** START OF Input data **

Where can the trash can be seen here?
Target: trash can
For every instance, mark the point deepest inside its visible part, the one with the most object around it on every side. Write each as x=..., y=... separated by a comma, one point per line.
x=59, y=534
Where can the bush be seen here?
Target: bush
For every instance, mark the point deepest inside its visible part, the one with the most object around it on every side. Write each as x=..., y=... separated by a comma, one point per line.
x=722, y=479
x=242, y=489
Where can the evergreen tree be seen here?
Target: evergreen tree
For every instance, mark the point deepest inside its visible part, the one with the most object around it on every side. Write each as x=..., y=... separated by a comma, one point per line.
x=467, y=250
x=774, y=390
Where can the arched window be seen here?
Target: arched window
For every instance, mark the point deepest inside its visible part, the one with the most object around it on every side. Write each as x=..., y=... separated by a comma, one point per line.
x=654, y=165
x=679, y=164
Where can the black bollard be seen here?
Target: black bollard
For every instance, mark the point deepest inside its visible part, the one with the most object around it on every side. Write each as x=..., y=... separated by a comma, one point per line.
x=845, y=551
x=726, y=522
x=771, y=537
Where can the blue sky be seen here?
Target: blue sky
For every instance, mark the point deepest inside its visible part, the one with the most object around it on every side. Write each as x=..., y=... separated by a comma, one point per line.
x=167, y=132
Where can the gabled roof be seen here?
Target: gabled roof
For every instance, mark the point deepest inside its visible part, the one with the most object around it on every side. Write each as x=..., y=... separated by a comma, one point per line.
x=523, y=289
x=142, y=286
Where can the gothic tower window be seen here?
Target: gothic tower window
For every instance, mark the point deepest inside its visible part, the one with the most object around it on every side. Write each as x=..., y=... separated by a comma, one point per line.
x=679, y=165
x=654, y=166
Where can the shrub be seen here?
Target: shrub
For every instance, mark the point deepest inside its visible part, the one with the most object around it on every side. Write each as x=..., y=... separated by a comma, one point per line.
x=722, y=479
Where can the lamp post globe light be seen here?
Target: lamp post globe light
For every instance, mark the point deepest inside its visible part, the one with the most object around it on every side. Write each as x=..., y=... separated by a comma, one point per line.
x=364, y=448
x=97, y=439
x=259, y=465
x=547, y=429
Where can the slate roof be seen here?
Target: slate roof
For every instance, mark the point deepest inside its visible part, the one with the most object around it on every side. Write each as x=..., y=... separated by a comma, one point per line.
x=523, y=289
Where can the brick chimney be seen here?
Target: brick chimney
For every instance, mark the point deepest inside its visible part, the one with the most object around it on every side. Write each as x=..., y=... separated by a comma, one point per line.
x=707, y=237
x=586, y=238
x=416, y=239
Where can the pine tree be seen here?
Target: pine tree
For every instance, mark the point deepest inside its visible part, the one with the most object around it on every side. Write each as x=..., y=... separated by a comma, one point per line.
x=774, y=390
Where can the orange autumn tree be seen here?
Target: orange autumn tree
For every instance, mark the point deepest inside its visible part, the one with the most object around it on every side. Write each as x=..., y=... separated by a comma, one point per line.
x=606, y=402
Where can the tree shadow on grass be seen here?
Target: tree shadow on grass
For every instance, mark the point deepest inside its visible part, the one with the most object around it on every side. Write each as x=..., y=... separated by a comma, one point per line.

** END OF Input data **

What is needed: Reproduce the material from its start through the line holding "x=242, y=489", both ends included, keeping every line. Raise each coordinate in the answers by 7.

Output below:
Where can the trash can be seen here?
Target: trash can
For every instance, mark the point deepest inside its visible part, the one with the most object around it on every side. Write each as x=..., y=... separated by a comma, one point per line.
x=66, y=541
Where can the bush be seen here?
Target: bush
For every instance, mark the point deepest inside its visible part, the one with the most object around it on every side. Write each as x=..., y=... separated by a comma, one point per line.
x=729, y=486
x=249, y=496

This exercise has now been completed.